▸ Yönerge 1: Aşağıdaki toplumsal kutuplaşma yazısında geçen "Elbette bu şekilde bir yere varmak mümkün değil." cümlesi İngilizceye nasıl çevrilir?

▸ Sayfa alıntısı:
□ □ □ □ □
Günümüz
Türkiye'si gitgide siyah ve beyaz ya da iyi ve kötü olmanın
zorunlu olduğu bir hale doğru evriliyor.
Zamanın
Başbakanı şimdinin Cumhurbaşkanı'nın söylediği ''bitaraf olan bertaraf olur''
sözü son hızıyla toplumsal etkisini göstermekte.
Bu
taraflaşma tarafı olunan cephenin gözü görmeyen kulağı
duymayan sadece savunmaya odaklanmış mankurt bir üyesi olmaya
yönlendiriyor insanı.
Bu
zihinsel bir saçmalama yaratıyor,üstelik malesef toplumu doğrudan
etkileyen bir durum.
Elbette
bu şekilde bir yere varmak mümkün değil.Her şeyden önce bu
dünyada bir insan olduğumuzu sonrasında bu ülkenin bir vatandaşı
olduğumuzu unutmamak zorundayız.
Yazıda
başlığımız 2 bölümden oluşuyor bu 2 öğeyi sıra ile
değerlendirmek istedik.
-EZANLAR
DİNMESİN-
Türkiye
hepimizin bildiği gibi çoğunluğu müslüman bir ülke.Ancak bu
din ve diyanet ile ilgili yapılan yanlışların önüne geçmekte
bir engel olmamalı.
Genel
açıklamalar ve yaklaşımlarımızda İslam'ın hoşgörü ve
iyiliği emrettiğinden bahsederken uygulamada zorlama ve baskı
inancıymışçasına hareket etmek genele yayılmış bir durumda.
Ancak
bu dini yozlaştırıyor ve bağnazlaştırıyor.
Bir
şeyi net anlamak durumundayız İslam inancına göre Allah tüm
dünyaya okumaları ve kurallarına göre yaşamaları için Kuran-ı
Kerim'i göndermiştir.
Kuran-ı
Kerim'e göre yaşarsanız bu ve öteki dünyanızın huzur içinde
olacağı İslam dininin temel mesajıdır.
İşte
merkeze bu gerçekliği alırsanız her şey netleşecek.
□ □ □ □ □
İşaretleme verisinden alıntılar

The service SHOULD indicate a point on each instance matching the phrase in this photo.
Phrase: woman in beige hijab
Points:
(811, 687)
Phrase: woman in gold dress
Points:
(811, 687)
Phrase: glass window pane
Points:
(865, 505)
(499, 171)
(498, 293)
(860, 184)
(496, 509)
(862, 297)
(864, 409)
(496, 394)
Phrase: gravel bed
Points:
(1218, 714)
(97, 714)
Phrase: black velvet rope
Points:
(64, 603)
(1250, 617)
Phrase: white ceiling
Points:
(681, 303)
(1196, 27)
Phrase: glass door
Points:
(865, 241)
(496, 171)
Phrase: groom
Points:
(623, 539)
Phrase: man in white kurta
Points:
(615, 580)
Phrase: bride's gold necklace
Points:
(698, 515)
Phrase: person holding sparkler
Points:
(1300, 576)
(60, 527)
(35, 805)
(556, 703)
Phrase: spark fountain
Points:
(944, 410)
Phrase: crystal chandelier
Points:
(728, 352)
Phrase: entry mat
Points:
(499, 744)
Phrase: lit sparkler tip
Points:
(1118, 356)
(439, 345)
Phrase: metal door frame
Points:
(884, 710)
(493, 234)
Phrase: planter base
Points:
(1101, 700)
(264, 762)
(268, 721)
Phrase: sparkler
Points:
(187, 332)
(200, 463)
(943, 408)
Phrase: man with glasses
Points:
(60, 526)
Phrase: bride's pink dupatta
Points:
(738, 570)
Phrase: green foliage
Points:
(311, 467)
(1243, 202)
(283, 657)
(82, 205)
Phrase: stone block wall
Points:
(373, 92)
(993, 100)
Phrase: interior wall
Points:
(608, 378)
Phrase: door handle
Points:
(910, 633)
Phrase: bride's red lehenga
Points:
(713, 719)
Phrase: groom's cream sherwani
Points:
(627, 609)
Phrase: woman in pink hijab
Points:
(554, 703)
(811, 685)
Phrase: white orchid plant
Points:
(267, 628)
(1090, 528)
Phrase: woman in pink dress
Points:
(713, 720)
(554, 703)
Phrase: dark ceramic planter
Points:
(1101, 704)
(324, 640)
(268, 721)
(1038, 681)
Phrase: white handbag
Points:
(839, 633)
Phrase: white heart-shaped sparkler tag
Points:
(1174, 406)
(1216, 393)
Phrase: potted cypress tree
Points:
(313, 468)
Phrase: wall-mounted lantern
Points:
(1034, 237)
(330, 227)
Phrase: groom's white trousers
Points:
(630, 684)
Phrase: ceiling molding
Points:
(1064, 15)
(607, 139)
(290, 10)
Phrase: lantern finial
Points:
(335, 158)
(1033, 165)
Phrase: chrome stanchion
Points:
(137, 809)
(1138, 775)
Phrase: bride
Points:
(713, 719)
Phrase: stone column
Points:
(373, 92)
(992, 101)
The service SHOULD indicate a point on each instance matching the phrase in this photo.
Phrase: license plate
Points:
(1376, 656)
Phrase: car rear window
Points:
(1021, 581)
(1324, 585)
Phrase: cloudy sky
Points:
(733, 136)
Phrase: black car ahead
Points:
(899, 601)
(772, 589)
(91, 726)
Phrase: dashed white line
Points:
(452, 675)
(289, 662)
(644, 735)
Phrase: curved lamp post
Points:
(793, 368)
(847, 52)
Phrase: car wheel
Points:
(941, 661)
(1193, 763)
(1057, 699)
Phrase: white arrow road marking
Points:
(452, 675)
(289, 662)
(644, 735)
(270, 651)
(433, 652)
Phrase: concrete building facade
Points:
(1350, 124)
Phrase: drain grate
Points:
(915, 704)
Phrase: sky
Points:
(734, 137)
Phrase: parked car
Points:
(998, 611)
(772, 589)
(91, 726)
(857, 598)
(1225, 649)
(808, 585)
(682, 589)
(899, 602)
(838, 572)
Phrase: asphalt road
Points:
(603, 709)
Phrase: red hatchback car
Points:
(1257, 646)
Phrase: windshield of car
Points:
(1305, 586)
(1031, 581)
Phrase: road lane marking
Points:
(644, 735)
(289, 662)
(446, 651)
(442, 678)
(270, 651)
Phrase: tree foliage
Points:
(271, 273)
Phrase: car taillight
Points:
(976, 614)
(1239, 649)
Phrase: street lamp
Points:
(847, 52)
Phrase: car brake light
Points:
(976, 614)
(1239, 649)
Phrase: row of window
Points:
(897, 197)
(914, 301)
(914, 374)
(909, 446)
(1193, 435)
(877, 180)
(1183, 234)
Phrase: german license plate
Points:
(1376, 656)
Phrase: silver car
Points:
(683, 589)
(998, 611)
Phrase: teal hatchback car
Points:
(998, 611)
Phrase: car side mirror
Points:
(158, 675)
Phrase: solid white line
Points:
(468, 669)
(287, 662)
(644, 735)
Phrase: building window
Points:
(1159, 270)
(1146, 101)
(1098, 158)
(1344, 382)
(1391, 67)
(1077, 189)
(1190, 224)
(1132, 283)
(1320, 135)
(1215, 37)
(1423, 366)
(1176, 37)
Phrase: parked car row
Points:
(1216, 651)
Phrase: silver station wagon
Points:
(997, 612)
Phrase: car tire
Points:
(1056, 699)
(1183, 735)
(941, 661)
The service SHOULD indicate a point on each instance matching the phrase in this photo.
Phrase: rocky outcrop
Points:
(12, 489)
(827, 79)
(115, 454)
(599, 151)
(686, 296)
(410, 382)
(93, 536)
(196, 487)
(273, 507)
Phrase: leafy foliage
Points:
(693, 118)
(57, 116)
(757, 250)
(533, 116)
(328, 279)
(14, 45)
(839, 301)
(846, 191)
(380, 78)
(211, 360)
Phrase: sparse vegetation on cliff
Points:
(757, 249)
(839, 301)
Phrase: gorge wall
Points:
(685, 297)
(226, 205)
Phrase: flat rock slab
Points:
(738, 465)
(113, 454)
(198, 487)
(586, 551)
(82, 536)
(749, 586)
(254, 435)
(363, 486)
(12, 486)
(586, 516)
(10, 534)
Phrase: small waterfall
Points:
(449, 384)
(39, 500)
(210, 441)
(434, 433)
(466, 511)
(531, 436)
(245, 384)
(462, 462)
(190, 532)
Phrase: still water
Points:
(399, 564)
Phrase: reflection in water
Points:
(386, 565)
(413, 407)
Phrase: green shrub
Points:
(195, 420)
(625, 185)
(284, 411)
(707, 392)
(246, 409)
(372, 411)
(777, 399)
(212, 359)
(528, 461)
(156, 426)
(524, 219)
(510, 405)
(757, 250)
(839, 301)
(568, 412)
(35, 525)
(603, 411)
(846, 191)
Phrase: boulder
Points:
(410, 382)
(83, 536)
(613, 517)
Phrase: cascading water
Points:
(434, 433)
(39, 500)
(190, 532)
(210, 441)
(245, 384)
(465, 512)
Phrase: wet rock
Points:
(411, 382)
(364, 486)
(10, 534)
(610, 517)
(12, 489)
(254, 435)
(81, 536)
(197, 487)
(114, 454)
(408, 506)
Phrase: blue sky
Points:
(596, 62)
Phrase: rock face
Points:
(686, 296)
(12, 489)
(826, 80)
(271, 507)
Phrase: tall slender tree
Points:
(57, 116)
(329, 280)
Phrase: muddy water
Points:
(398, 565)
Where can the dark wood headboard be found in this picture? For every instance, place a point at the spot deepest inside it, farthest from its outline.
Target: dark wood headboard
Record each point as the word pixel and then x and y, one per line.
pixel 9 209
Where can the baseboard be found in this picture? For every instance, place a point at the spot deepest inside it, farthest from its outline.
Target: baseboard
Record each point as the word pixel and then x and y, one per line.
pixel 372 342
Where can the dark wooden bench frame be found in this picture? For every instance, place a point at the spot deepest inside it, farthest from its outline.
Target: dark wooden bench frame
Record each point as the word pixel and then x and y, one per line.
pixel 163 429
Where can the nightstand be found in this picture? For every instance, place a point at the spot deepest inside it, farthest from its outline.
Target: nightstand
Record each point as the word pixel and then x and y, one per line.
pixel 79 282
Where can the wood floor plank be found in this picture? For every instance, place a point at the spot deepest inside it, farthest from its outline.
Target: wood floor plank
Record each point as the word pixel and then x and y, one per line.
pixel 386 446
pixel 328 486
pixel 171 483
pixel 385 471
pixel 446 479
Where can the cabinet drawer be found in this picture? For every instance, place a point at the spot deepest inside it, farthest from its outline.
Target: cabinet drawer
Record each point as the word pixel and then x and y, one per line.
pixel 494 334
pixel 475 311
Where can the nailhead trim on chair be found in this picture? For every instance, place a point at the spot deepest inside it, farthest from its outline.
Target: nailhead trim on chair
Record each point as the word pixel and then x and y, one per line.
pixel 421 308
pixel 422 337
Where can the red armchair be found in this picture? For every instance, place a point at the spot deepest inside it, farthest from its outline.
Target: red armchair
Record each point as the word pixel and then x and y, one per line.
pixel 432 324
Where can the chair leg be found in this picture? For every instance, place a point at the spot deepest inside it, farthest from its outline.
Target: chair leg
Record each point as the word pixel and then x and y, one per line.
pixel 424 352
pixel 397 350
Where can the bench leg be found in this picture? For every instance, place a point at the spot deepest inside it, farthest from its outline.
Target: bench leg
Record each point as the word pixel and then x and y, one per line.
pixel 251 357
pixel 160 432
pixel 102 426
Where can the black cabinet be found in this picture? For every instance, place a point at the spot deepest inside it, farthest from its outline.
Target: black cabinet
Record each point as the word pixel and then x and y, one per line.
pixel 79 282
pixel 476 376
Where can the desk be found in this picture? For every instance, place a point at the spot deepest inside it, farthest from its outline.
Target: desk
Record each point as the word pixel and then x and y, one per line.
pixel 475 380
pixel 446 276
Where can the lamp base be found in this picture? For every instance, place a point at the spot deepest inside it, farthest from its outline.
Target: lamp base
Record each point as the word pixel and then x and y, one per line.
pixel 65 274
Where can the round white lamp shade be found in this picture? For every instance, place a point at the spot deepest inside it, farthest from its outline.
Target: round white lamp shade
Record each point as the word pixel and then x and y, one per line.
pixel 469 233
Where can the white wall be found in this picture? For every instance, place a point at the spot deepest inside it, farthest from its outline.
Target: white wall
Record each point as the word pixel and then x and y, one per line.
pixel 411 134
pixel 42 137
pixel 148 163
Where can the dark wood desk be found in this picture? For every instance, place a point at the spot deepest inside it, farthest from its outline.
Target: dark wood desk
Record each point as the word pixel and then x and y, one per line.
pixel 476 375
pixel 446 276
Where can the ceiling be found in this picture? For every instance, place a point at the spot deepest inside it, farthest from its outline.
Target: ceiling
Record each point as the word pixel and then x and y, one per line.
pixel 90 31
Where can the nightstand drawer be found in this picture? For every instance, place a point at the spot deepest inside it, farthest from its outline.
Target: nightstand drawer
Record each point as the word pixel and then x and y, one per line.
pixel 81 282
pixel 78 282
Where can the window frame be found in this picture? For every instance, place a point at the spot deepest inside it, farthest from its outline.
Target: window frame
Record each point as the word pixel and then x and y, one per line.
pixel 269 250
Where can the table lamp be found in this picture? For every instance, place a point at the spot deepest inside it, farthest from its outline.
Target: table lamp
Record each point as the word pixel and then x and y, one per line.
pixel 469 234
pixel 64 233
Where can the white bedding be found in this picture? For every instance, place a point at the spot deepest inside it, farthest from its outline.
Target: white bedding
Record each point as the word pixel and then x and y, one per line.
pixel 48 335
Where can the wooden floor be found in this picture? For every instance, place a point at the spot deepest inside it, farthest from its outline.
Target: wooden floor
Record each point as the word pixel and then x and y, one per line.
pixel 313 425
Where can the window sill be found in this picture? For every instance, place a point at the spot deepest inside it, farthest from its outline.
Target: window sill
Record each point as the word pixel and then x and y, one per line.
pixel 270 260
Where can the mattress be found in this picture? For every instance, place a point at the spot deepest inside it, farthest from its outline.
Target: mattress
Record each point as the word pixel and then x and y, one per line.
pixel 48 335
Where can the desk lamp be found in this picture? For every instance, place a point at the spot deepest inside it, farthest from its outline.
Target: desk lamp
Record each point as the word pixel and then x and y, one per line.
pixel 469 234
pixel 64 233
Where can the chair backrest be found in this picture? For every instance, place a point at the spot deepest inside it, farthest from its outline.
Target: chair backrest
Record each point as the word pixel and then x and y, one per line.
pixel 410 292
□ □ □ □ □
▸ Yönerge 2: Yukarıdaki listede "Where can the cabinet" ifadesini içeren satırla açılıp "pixel 432 324" ifadesini içeren satırla kapanan bölümü, iki uç satır da dahil, harfi harfine kopyalar mısınız?

▸ Alıştırma çıktısı 1: Of course, it is not possible to get anywhere this way.

▸ Alıştırma çıktısı 2:
Where can the cabinet drawer be found in this picture? For every instance, place a point at the spot deepest inside it, farthest from its outline.
Target: cabinet drawer
Record each point as the word pixel and then x and y, one per line.
pixel 494 334
pixel 475 311
Where can the nailhead trim on chair be found in this picture? For every instance, place a point at the spot deepest inside it, farthest from its outline.
Target: nailhead trim on chair
Record each point as the word pixel and then x and y, one per line.
pixel 421 308
pixel 422 337
Where can the red armchair be found in this picture? For every instance, place a point at the spot deepest inside it, farthest from its outline.
Target: red armchair
Record each point as the word pixel and then x and y, one per line.
pixel 432 324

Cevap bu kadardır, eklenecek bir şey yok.